**Requirement:**
How many lines in the listing below contain the string "target"? Reply with the number alone.

Region labeling entries:
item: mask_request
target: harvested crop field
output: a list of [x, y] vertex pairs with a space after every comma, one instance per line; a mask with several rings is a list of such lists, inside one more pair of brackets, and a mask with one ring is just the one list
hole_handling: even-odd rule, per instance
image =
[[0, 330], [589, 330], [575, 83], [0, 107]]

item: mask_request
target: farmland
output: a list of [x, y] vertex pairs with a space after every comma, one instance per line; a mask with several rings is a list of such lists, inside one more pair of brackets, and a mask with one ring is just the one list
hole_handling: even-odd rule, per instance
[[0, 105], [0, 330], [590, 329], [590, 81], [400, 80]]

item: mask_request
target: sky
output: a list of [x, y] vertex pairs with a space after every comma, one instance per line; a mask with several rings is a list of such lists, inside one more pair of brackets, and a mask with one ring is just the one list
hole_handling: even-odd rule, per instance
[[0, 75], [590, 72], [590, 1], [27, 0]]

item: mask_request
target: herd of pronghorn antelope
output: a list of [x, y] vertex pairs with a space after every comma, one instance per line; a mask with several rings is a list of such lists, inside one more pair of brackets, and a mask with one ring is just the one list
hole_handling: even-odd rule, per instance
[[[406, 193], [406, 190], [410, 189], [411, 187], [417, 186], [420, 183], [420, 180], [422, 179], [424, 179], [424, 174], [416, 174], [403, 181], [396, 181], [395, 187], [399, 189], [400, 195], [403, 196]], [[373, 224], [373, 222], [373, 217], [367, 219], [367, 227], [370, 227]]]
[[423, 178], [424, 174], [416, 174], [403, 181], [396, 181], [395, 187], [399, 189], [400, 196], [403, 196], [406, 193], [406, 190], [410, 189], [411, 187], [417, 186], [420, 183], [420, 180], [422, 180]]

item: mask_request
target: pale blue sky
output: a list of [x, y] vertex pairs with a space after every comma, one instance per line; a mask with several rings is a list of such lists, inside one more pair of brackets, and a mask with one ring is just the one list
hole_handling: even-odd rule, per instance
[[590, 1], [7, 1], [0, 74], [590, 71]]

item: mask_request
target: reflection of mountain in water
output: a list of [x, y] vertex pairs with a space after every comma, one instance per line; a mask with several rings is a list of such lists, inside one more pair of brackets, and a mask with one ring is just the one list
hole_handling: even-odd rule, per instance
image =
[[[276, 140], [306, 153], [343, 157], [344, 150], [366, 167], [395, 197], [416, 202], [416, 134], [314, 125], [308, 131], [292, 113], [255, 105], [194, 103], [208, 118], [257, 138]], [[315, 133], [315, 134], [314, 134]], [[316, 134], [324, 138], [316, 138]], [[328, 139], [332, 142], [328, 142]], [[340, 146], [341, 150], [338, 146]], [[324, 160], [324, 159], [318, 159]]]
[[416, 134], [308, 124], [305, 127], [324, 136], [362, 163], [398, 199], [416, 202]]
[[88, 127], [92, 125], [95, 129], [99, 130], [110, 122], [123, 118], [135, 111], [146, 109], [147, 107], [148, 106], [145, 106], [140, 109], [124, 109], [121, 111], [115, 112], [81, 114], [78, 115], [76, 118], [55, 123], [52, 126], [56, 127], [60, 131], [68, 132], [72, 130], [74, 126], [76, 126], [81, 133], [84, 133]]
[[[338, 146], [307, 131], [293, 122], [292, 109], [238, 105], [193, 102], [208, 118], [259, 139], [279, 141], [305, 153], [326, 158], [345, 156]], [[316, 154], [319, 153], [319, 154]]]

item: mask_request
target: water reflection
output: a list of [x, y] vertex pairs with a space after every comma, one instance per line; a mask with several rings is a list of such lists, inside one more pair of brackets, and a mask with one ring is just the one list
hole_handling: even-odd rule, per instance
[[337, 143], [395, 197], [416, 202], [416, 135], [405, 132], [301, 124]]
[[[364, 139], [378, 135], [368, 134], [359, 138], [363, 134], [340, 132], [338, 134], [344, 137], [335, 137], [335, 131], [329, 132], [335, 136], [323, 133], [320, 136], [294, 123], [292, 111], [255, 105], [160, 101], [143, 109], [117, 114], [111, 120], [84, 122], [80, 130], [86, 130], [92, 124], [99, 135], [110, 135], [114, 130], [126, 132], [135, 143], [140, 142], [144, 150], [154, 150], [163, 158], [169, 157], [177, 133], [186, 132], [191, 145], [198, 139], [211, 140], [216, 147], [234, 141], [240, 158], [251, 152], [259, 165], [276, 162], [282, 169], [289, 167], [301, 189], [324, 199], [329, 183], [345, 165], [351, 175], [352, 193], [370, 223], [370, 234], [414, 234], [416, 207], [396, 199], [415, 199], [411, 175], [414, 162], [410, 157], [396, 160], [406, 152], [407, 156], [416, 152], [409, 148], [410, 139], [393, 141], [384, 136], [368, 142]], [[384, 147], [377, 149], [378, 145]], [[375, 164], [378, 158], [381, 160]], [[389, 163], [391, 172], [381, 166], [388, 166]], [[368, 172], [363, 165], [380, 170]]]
==
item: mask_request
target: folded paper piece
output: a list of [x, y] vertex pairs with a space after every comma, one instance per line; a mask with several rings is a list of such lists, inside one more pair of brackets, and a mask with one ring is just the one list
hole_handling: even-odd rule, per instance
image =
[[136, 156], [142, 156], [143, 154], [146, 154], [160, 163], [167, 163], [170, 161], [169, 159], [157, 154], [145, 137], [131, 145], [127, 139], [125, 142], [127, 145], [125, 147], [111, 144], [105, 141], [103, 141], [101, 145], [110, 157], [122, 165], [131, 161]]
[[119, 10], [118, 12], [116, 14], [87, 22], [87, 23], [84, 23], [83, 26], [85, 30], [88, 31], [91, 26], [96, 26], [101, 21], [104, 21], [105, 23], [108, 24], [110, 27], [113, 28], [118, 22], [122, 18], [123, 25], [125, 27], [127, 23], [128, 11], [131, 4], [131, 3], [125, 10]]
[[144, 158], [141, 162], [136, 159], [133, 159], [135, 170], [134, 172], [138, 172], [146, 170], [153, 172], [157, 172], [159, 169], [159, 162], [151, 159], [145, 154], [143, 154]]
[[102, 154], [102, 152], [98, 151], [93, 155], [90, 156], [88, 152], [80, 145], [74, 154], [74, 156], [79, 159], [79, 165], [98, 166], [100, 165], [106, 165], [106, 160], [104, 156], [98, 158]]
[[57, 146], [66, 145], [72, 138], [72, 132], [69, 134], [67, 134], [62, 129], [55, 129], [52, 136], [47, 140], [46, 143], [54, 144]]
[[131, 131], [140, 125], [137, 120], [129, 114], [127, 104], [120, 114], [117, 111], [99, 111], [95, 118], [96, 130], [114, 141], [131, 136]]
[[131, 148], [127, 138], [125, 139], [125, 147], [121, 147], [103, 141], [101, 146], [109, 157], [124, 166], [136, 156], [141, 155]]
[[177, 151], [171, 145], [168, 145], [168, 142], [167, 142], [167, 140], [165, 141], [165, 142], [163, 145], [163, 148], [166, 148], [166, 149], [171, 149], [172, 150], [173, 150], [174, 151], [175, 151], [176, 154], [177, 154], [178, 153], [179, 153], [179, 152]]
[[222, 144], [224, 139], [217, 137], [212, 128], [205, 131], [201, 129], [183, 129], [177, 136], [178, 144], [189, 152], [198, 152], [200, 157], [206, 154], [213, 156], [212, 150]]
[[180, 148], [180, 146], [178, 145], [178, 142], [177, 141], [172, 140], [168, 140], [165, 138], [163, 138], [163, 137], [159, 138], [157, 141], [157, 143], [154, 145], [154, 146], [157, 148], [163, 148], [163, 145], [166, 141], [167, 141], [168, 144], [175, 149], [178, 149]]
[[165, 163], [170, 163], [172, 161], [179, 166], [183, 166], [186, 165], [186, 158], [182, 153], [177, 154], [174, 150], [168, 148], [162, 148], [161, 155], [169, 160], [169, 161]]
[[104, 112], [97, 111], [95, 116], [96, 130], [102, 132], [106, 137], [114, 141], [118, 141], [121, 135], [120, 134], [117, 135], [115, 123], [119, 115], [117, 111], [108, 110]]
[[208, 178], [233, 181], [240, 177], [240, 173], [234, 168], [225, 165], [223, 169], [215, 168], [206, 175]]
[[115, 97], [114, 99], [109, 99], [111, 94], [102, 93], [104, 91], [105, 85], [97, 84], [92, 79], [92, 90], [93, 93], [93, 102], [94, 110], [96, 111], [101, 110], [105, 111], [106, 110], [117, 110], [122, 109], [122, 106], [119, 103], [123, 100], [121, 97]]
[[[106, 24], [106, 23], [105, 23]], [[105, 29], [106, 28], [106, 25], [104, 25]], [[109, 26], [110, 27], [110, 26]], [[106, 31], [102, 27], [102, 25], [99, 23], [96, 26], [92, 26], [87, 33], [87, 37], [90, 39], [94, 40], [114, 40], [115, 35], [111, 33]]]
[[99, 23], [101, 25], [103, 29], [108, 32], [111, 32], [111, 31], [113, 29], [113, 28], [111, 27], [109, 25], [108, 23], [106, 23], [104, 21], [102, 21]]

**Answer below:**
8